Task to complete> Rewrite the listing below, replacing every "instance" with "occurrence" and keeping everything else unchanged. Leave the pictures out of your version.

________________________

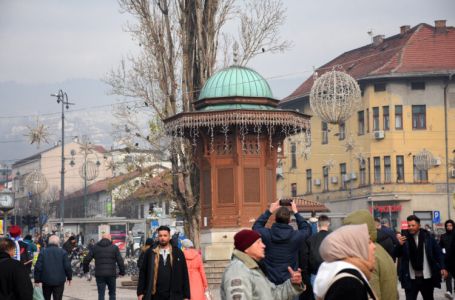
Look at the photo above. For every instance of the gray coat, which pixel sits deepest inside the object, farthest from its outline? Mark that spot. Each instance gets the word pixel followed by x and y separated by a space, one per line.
pixel 243 279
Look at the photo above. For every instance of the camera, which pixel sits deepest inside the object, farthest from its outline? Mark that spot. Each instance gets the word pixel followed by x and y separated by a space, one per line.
pixel 285 202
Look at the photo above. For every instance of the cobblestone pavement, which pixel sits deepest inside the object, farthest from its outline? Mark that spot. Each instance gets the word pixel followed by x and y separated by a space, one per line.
pixel 81 289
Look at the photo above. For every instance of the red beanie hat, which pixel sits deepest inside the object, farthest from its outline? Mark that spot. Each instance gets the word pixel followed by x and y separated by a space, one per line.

________________________

Task output>
Look at the photo above. For every occurrence of the gray coat, which pixel sits deepest inside the object, farthest from its outline? Mark that spot. Each occurrence gets the word pixel followed by x and y separated by a space, one per line.
pixel 243 279
Look at the photo above. For every occurrence of the camera, which pixel sits deepest inside the object, farthest from its outline? Mark that spot. Each occurrence gets the word pixel followed by x and y separated by a space, one per line.
pixel 285 202
Look at the photo above. For every occurrence of the cobblestone pavement, which pixel sits deepest inside the object, farthest from its outline? Mark that spot. Each occurrence gets the word pixel followed by x and y separated by a space, one per line.
pixel 81 289
Look at the photo above. For every occurrence of the red beanie hat, which pixel sits deepest inside the object, farthest from its outline? Mark that spot. Each occurrence gets the word pixel followed by x and y separated by a space, one per line.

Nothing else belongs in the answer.